- TAREA ASIGNADA 1 -
¿Puedes reproducir los registros cambiando "crop scouting" por "urban survey" y sin alterar nada más?

- DOCUMENTO -
----
Negociaciones de desarme requieren de paridad entre las partes

LA NEGOCIACION NUCLEAR
Los primeros pasos
Georges F. Kennan dijo en 1980 que «la bomba atómica es el arma más inútil que se haya inventado jamás». Antes y después de él, esta misma idea ha sido expresada de otras muchas formas, y hoy en día constituye un tópico muy manido.
Es cierto que la bomba no ha vuelto a ser empleada desde los bombardeos de Hiroshima y Nagasaki; pero no podría decirse otro tanto respecto de su utilización como medio de presión y de poder político en el mundo.
Desde este punto de vista habría, quizás, que invertir el sentido de la frase de Kennan, afirmando que ninguna otra arma ha influido tanto, y de modo tan decisivo, sobre la marcha de la Humanidad como lo ha hecho la bomba atómica.
El general francés Lucien Poirier hace notar, a este respecto, que no hay en el mundo actual ninguna cuestión política, económica o social de verdadera importancia que no se halle afectada por la presencia invisible de la bomba atómica. Viene a ser ésta —según Poirier— algo así como un «tercer sujeto» —el «convidado de piedra», diríamos nosotros— constantemente presente en la mesa de las superpotencias y con el cual tienen éstas que contar —quiéranlo o no— para ajustar sus respectivas posiciones.
La bomba atómica fue utilizada en 1945 como un arma militar propiamente dicha, aunque la finalidad de la operación realizada por medio de ella fuese fundamentalmente intimidatoria. Su verdadera trascendencia histórica no aparecerá hasta varios años después de terminada la guerra.
Es obvio que los americanos no podían calcular las consecuencias de todo tipo que el lanzamiento de Hiroshima había de tener en el futuro. Como es sabido, su primera finalidad fue la de obligar a los japoneses a rendirse, con la mayor economía posible de medios y vidas humanas. Este objetivo se logró; pero la historia de la bomba evolucionó después en direcciones absolutamente imprevisibles para sus inventores.
Parece ser que en el curso de la conferencia de Postdam, en julio de 1945, Truman recibió un informe detallado sobre el éxito de la explosión experimental de Alamogordo. Según este informe, todo estaba preparado para que la bomba fuera lanzada tan pronto lo ordenase el mando.
En estas condiciones, el presidente americano juzgó conveniente hacer a Stalin alguna comunicación al respecto. Lo hizo de un modo impreciso y despreocupado, sin aludir siquiera al carácter atómico del nuevo invento bélico. Se limitó a decir al jefe ruso que los Estados Unidos habían desarrollado «una nueva arma de una fuerza destructiva inusual» y que estaban dispuestos a utilizarla inmediatamente.
----
- DATOS MOSTRADOS -
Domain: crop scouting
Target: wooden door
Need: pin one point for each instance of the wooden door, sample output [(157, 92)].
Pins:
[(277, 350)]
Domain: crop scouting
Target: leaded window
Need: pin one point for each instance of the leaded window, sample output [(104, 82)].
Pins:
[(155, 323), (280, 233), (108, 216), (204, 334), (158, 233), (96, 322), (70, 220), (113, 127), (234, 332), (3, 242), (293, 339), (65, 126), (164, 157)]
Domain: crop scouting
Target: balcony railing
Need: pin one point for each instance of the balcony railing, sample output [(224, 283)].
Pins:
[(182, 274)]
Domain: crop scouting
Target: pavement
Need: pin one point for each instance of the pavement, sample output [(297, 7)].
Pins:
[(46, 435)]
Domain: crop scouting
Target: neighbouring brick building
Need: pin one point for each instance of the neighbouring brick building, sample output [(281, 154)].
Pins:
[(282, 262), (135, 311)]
----
- TAREA ASIGNADA 2 -
¿Podrías prolongar el texto sobre la negociación nuclear desde su última frase?

- RESULTADO DE TAREA 1 -
Domain: urban survey
Target: wooden door
Need: pin one point for each instance of the wooden door, sample output [(157, 92)].
Pins:
[(277, 350)]
Domain: urban survey
Target: leaded window
Need: pin one point for each instance of the leaded window, sample output [(104, 82)].
Pins:
[(155, 323), (280, 233), (108, 216), (204, 334), (158, 233), (96, 322), (70, 220), (113, 127), (234, 332), (3, 242), (293, 339), (65, 126), (164, 157)]
Domain: urban survey
Target: balcony railing
Need: pin one point for each instance of the balcony railing, sample output [(224, 283)].
Pins:
[(182, 274)]
Domain: urban survey
Target: pavement
Need: pin one point for each instance of the pavement, sample output [(297, 7)].
Pins:
[(46, 435)]
Domain: urban survey
Target: neighbouring brick building
Need: pin one point for each instance of the neighbouring brick building, sample output [(281, 154)].
Pins:
[(282, 262), (135, 311)]

- RESULTADO DE TAREA 2 -
Stalin —que se hallaba mejor informado sobre las investigaciones atómicas de los americanos de lo que el propio Truman podía suponer en aquel momento— reaccionó también «con la mayor naturalidad» y manifestó «su deseo de que el nuevo artefacto fuera empleado lo más pronto posible contra los japoneses».
Tras esta especie de acuerdo de principio, quedó abierto el camino para la operación Hiroshima. Ninguno de los dos interlocutores podía, sin embargo, sospechar las tremendas consecuencias que este hecho tendría para el futuro de la Historia.
Una vez terminada la guerra con la victoria aliada, los americanos tuvieron que volver a plantearse la cuestión: ¿qué hacer con la bomba?
Pensaron que tenían entre sus manos el «arma absoluta», soñada por los estrategas de todos los tiempos, y que esto les permitiría construir una especie de «pax americana». El mundo entero podría ser conformado a su propia imagen y semejanza.
Para llevar a cabo esta obra ingente, los americanos se impusieron dos reglas de conducta. La primera de ellas era que en un mundo democrático, como el que iba a nacer después de la guerra, la posesión de la energía atómica por los americanos no debía aparecer como un poder tiránico de los EE.UU. sobre todas las demás naciones del planeta. Toda utilización ulterior de la energía atómica, tanto pacífica como guerrera, tendría que ser controlada por el conjunto de los Estados, de acuerdo con el sistema que se estableciese en el nuevo orden de cosas.
Pero —segunda regla— a pesar de esta democratización, más aparente que real, de la bomba, los EE.UU. no debían perder en ningún momento el dominio efectivo de la misma. Podrían permitir a las demás naciones que intervinieran en el juego, con tal de que éste no llegase a ser peligroso para Norteamérica; pero ésta debía permanecer alerta ante cualquier intento de captación de la bomba por otros Estados.
Los políticos americanos creían —y siguen creyendo— que los intereses de la Humanidad coinciden con los de los EE.UU., y que sólo éstos pueden sacarla adelante.
Pensaron, pues, que había que establecer un sistema de control internacional de la energía atómica, pero con la condición de que este sistema pudiera ser, a su vez, perfectamente controlado por Norteamérica.
Fruto de esta filosofía fue la propuesta del Plan Baruch, primer intento de organización pacífica de la utilización de la energía nuclear en el mundo.
El citado plan, propuesto por los Estados Unidos en junio de 1946 ante la Comisión Mundial de Energía Atómica —recién constituida en la ONU— proponía la creación de un «Organismo internacional» con plena competencia para intervenir en todas las actividades nucleares peligrosas para la seguridad mundial.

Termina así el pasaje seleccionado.